Segment Open

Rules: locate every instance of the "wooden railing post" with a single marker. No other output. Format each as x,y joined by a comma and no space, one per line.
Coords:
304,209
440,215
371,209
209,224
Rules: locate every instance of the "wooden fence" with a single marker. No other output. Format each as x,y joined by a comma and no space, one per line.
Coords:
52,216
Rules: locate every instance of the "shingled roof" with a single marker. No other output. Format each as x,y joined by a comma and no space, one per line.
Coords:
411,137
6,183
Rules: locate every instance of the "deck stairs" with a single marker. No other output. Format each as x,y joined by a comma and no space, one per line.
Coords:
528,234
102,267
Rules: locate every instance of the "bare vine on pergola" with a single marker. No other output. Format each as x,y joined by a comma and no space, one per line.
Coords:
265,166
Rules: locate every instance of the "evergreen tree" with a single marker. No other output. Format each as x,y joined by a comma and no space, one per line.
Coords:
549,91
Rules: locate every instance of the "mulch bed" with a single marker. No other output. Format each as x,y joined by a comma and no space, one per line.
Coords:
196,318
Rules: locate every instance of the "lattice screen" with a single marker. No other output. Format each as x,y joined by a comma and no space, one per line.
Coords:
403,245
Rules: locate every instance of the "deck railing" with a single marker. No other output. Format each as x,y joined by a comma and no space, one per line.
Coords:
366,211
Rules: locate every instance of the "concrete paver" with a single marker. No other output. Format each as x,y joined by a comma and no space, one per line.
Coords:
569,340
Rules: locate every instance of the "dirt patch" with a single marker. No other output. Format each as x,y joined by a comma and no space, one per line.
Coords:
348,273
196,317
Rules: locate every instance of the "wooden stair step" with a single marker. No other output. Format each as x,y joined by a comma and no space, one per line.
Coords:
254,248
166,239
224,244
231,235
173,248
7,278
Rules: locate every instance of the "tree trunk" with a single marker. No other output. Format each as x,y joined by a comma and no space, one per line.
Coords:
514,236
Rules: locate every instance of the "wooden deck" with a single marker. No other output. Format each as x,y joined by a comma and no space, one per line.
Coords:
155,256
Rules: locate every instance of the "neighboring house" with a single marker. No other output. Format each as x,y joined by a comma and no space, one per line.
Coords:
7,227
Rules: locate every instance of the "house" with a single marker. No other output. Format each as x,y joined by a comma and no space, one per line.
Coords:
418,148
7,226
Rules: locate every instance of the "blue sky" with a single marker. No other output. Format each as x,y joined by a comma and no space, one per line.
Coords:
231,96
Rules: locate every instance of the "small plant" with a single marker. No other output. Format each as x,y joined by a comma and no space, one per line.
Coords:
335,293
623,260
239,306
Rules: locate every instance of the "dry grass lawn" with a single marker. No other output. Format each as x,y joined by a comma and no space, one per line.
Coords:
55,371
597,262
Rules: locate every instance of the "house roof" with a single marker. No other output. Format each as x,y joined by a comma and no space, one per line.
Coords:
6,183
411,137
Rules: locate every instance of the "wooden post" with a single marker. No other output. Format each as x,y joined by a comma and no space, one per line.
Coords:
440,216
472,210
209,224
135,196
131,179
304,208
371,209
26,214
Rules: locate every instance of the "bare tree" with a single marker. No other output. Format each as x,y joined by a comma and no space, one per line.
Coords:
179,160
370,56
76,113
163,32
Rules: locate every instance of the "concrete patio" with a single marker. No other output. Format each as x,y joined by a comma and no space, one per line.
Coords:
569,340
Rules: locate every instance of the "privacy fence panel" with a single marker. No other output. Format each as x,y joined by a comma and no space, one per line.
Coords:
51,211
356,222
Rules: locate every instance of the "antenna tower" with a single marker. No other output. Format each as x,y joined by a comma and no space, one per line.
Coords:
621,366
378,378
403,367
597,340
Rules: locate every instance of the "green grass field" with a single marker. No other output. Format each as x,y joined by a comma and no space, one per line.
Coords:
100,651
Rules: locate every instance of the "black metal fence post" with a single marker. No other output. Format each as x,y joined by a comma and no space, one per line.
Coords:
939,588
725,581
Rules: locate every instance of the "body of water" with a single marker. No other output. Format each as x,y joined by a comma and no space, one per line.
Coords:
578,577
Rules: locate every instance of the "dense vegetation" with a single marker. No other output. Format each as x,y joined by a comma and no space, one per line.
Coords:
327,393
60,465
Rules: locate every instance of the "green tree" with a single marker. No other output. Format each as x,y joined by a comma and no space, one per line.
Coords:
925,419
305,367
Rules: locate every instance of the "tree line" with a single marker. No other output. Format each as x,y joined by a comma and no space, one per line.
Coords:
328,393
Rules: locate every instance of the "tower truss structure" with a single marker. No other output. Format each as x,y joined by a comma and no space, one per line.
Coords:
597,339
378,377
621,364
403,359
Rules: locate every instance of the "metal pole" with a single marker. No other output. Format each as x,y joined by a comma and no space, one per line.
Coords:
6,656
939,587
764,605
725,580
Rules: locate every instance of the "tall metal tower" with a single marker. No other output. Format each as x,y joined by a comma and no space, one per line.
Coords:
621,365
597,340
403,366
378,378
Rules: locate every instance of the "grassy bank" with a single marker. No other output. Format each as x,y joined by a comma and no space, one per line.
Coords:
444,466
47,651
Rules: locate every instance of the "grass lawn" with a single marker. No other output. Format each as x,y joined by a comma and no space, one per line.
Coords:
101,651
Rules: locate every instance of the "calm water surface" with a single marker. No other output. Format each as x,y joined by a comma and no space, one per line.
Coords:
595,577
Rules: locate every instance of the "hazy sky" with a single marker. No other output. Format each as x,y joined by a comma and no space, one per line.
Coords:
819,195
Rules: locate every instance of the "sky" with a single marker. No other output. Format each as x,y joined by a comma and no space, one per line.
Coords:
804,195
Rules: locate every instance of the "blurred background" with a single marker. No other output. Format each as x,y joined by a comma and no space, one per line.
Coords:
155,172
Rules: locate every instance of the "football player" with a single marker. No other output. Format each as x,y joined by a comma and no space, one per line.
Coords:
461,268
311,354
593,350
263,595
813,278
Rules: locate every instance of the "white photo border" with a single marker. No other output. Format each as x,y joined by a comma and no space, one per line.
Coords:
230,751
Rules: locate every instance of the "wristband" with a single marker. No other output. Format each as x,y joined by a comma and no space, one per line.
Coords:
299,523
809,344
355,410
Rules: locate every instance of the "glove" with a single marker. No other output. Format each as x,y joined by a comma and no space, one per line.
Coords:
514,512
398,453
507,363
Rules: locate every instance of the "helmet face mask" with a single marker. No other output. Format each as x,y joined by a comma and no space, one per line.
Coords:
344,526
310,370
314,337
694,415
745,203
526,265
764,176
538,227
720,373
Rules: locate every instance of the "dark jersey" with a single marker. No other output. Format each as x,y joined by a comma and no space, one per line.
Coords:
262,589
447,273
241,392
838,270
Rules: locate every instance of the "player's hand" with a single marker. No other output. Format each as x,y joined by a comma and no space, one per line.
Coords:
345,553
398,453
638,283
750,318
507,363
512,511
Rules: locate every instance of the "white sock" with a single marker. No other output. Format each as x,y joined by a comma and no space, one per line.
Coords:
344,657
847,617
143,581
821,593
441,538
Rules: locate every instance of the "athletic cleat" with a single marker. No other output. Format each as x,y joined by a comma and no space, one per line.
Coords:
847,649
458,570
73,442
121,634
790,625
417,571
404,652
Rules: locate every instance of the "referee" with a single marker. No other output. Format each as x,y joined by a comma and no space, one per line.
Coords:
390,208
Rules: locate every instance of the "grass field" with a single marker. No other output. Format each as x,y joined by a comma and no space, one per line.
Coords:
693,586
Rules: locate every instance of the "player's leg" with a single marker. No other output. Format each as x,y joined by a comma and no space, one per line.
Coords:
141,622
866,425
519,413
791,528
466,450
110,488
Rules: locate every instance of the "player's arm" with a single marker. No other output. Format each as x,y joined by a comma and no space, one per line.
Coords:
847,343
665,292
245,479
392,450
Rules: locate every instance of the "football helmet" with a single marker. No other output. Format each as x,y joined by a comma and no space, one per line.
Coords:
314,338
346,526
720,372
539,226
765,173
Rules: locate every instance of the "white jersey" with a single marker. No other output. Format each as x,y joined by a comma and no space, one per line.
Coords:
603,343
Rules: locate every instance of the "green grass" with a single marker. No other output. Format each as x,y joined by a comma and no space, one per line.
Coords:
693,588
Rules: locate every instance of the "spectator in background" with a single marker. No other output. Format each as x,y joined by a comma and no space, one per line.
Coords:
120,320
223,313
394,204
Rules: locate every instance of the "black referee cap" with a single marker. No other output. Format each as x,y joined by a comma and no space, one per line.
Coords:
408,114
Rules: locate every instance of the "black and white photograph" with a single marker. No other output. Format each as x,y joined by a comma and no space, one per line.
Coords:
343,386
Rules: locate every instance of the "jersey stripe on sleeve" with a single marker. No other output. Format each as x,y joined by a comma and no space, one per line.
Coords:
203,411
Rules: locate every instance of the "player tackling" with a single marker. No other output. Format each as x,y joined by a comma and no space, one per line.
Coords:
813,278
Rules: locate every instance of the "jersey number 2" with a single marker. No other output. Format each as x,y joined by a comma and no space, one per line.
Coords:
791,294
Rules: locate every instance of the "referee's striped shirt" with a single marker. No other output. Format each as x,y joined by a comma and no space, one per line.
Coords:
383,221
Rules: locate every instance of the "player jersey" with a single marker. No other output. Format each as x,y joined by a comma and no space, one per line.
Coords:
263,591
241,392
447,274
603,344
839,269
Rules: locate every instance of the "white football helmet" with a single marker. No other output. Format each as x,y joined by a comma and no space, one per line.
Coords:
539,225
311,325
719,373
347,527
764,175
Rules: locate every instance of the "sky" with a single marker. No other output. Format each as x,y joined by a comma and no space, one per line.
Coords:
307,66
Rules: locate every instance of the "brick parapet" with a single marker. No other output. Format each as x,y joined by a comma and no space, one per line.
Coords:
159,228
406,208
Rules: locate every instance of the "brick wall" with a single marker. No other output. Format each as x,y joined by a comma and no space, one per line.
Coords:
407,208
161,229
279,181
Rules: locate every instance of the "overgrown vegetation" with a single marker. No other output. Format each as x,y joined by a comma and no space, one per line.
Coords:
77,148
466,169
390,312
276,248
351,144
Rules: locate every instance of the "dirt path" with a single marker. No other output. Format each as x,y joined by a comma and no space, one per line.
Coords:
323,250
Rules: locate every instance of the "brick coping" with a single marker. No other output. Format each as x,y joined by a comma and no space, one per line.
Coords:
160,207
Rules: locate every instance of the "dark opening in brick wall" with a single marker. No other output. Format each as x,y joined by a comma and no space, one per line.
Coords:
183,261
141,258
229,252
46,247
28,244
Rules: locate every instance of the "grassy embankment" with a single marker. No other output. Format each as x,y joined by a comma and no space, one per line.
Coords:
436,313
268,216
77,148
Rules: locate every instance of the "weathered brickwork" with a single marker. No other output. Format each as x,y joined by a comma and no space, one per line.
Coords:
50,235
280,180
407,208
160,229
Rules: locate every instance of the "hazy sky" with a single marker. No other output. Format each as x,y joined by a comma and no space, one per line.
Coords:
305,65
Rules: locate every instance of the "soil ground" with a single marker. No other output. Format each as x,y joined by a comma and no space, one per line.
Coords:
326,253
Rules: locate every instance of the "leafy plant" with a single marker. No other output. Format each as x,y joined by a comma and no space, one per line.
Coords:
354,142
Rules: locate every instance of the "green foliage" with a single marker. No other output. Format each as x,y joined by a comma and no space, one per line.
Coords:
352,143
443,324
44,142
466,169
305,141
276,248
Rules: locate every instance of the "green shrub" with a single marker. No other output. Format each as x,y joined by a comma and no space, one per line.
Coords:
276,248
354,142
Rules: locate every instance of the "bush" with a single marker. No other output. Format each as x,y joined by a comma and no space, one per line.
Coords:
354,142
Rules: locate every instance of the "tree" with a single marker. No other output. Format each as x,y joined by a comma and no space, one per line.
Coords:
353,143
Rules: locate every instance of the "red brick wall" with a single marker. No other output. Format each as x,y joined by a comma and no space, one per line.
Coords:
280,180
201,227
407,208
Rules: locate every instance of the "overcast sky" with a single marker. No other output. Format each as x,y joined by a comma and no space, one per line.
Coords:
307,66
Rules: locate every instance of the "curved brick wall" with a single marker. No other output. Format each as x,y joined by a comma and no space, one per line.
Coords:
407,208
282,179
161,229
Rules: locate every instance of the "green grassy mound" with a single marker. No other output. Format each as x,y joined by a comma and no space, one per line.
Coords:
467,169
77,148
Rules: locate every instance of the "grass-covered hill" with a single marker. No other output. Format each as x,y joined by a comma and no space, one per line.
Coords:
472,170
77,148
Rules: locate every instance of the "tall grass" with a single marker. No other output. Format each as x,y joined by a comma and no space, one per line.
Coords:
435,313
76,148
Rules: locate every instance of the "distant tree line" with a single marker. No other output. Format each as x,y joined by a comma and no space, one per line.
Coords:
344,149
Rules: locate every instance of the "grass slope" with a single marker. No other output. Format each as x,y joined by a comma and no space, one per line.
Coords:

Segment Closed

Description of the task - Each line above that carries the string "wooden" has to be returned.

Task solution -
Rules: locate every instance of the "wooden railing post" with a single marker. No other output. Format each as x,y joined by a comma and no space, one per line.
Rules: locate every instance of the "wooden fence" with a single marker. No other output. Format each as x,y joined by a comma and no space, one per line.
Rules: locate every instance of the "wooden stair step" with a single marker. No other output. Format each as x,y joined by a comma and no space, one per line.
Rules: locate every instance of the "wooden deck" with a single marker. No other output. Format each as x,y joined by a comma and no space, one per line.
Rules: locate every instance of the "wooden post" with a single marker. No other output. Format each as x,y joined by a comma and no space, one per line.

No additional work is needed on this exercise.